* [EXERCISE]: Each record below needs to be reproduced precisely, though not its pictures.

* [EXCERPTED DATA]:
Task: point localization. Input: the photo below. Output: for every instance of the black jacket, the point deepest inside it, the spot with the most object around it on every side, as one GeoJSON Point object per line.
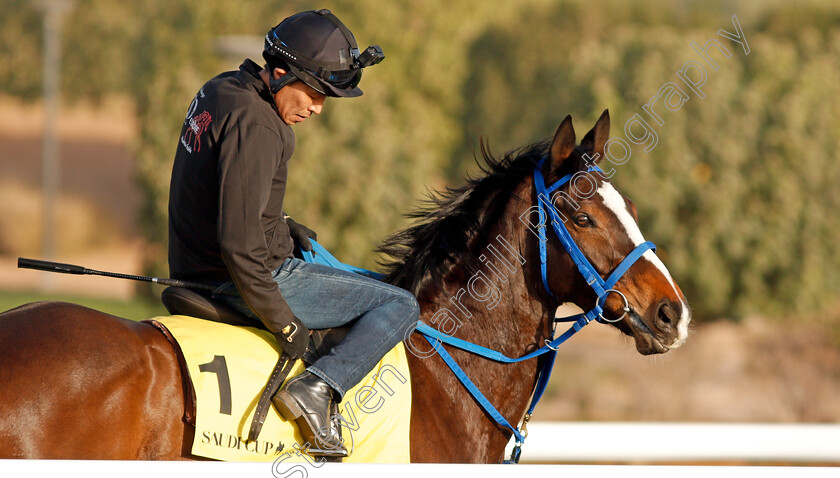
{"type": "Point", "coordinates": [226, 195]}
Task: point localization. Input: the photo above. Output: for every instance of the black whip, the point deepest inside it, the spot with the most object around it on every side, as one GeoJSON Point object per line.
{"type": "Point", "coordinates": [72, 269]}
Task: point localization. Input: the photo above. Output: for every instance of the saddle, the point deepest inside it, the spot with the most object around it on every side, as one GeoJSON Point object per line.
{"type": "Point", "coordinates": [183, 301]}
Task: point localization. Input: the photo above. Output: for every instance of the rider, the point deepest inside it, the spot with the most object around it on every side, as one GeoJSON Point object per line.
{"type": "Point", "coordinates": [227, 224]}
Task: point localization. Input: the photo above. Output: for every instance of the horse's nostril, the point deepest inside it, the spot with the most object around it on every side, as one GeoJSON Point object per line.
{"type": "Point", "coordinates": [663, 314]}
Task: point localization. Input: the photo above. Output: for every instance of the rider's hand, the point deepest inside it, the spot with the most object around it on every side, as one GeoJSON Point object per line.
{"type": "Point", "coordinates": [301, 234]}
{"type": "Point", "coordinates": [293, 339]}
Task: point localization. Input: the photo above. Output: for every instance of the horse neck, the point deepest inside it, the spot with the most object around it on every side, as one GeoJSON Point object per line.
{"type": "Point", "coordinates": [501, 306]}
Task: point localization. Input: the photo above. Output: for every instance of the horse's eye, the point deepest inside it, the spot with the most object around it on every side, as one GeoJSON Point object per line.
{"type": "Point", "coordinates": [583, 220]}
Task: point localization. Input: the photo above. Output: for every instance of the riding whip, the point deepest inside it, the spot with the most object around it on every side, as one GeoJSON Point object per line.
{"type": "Point", "coordinates": [48, 266]}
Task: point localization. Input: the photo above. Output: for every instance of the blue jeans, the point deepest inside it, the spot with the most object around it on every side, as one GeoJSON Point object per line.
{"type": "Point", "coordinates": [324, 297]}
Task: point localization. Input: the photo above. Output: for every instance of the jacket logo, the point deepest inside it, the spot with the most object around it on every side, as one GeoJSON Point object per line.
{"type": "Point", "coordinates": [196, 126]}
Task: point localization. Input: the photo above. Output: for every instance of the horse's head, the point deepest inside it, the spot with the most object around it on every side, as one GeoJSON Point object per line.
{"type": "Point", "coordinates": [603, 224]}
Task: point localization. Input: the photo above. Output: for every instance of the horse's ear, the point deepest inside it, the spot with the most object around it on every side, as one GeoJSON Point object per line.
{"type": "Point", "coordinates": [597, 137]}
{"type": "Point", "coordinates": [563, 143]}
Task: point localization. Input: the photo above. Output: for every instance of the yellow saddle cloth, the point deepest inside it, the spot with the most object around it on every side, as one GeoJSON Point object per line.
{"type": "Point", "coordinates": [229, 367]}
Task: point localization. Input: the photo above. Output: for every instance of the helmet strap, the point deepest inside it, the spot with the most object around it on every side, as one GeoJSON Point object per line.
{"type": "Point", "coordinates": [276, 85]}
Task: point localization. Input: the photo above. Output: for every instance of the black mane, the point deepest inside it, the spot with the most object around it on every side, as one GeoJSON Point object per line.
{"type": "Point", "coordinates": [445, 226]}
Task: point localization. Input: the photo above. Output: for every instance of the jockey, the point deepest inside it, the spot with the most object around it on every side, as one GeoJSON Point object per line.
{"type": "Point", "coordinates": [227, 224]}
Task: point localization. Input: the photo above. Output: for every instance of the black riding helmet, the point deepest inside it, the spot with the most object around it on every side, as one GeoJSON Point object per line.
{"type": "Point", "coordinates": [317, 49]}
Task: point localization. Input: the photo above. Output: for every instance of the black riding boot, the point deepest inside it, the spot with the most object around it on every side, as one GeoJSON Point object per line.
{"type": "Point", "coordinates": [306, 399]}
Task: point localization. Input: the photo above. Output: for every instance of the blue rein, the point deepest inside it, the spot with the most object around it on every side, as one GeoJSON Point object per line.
{"type": "Point", "coordinates": [548, 352]}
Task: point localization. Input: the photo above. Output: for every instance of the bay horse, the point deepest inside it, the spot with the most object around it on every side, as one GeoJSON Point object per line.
{"type": "Point", "coordinates": [78, 383]}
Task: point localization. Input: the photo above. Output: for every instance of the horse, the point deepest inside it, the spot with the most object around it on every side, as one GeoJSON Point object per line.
{"type": "Point", "coordinates": [79, 383]}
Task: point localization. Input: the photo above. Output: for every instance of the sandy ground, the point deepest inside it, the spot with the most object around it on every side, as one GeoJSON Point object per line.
{"type": "Point", "coordinates": [760, 370]}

* [ANSWER SPACE]:
Task: point localization. Input: the photo below. Output: for every instance of the black jacket, the point deepest inside it, the spot with the most object around it on every side, as one GeoJSON Point object per line.
{"type": "Point", "coordinates": [226, 195]}
Task: point localization. Input: the photo above. Output: for every instance of the black whip, the point deepest inside it, the spot with the most object around it on every side, as one GeoJSON Point object per line.
{"type": "Point", "coordinates": [72, 269]}
Task: point localization. Input: the photo above. Output: for every instance of the saddle, the point deepest inside it, the spot with the most object around it on every side, as one GeoJSON Point object per line.
{"type": "Point", "coordinates": [183, 301]}
Task: point localization. Input: the photo above. Output: for every instance of the rider, the point deepest inside it, the spot with the most object around it on every side, as one GeoJSON Point object per line.
{"type": "Point", "coordinates": [227, 224]}
Task: point localization. Input: the photo above. Output: for every instance of the horse's nostril, the point deepest inside it, the spot with the most object around it on every side, as one GeoJSON Point object per line.
{"type": "Point", "coordinates": [663, 314]}
Task: point localization. Input: the photo above. Output: for every instance of the rider's hand, the point deepest inside it, the spot with the most object around it on every side, as one GeoJSON Point object per line.
{"type": "Point", "coordinates": [301, 234]}
{"type": "Point", "coordinates": [293, 339]}
Task: point localization. Input: the photo above. Output: for every instance of the horse neck, the point deepest inside it, the spot with the most object around it on every side, as one GeoJSON Point object per line.
{"type": "Point", "coordinates": [501, 306]}
Task: point localization. Input: the photo above. Output: for every instance of the horse's eye, the point deepest inside it, the spot with the most object around it on every side, as one GeoJSON Point object per line.
{"type": "Point", "coordinates": [583, 220]}
Task: point localization. Input: the photo above. Output: for every instance of the riding whip, the point deepest inside it, the spot with the most object around it on every side, as one GeoJSON Point object per line.
{"type": "Point", "coordinates": [48, 266]}
Task: point localization. Input: the photo above. Output: for every instance of the blue jeans, the point deepest inside it, the spot with the most object around it on every side, as one GeoJSON Point object per line.
{"type": "Point", "coordinates": [324, 297]}
Task: point localization. Input: the photo above. Output: for every instance of the jacket logo, the point deepest inside it, the spot with the most object around it on every side, as one GeoJSON Point object per line.
{"type": "Point", "coordinates": [196, 126]}
Task: point localization. Input: the photo above. Output: for every instance of the horse's head, the point deepest inside it, the spot with the most object around it on every side, as one GeoJSON Point object per line.
{"type": "Point", "coordinates": [603, 224]}
Task: point localization. Input: the photo above. Output: for every instance of the horse's ear, the point deepest inside it, the spot with the most object around it on every side, as one GeoJSON Point object per line.
{"type": "Point", "coordinates": [597, 137]}
{"type": "Point", "coordinates": [563, 143]}
Task: point localization. Input: the photo above. Output: for every instance of the yellow saddle cloth, the point deepest inside it, the spot with the most object around it on every side, as one GeoJSON Point object per line.
{"type": "Point", "coordinates": [229, 367]}
Task: point localization. Input: the photo above. Output: for every instance of the helmet strap, the point deepest inside it, the spot with the most object around it on every side, as one GeoJSON Point object per line.
{"type": "Point", "coordinates": [276, 85]}
Task: point localization. Input: the photo above. Output: for every instance of the black mane, the point deepest inside it, the spot with the most object around it on every side, as one GeoJSON Point object per line.
{"type": "Point", "coordinates": [445, 226]}
Task: point localization. Input: the photo above. Output: for every instance of the jockey, the point deepest inside it, the spot with the most object around it on every side, as one GeoJSON Point object per line.
{"type": "Point", "coordinates": [227, 224]}
Task: point localization. Input: the photo above. Output: for every instance of the black riding helmet, the point deepest inside it, the spot with the most object around it on every side, as one GeoJSON Point object per line.
{"type": "Point", "coordinates": [317, 49]}
Task: point localization. Input: the photo above. Output: for every instance of the black riding boot, the point deepest inside it, the spot with the most object around it on every side, as one GeoJSON Point object per line.
{"type": "Point", "coordinates": [306, 399]}
Task: point localization. Input: the photo above. Output: for every instance of the blue rein, the point deepest inside it, the spot with the most object around it on every side, as one GeoJSON Point object per line.
{"type": "Point", "coordinates": [548, 352]}
Task: point localization. Input: the photo above. Output: for every instance of the bay horse, the point deepest inside it, the spot with the most object around it on every side, as one GeoJSON Point object per line.
{"type": "Point", "coordinates": [78, 383]}
Task: point localization. Input: the photo above. Output: for every instance of the horse, the point deepest inside it, the spot with the most object around it on every side, as one GeoJSON Point object per line.
{"type": "Point", "coordinates": [79, 383]}
Task: point localization. Input: the photo above. Output: for every instance of the sandy ground, the point deepest inside it, the spot with the most object around it on every side, as one GeoJSON Point object per line.
{"type": "Point", "coordinates": [760, 370]}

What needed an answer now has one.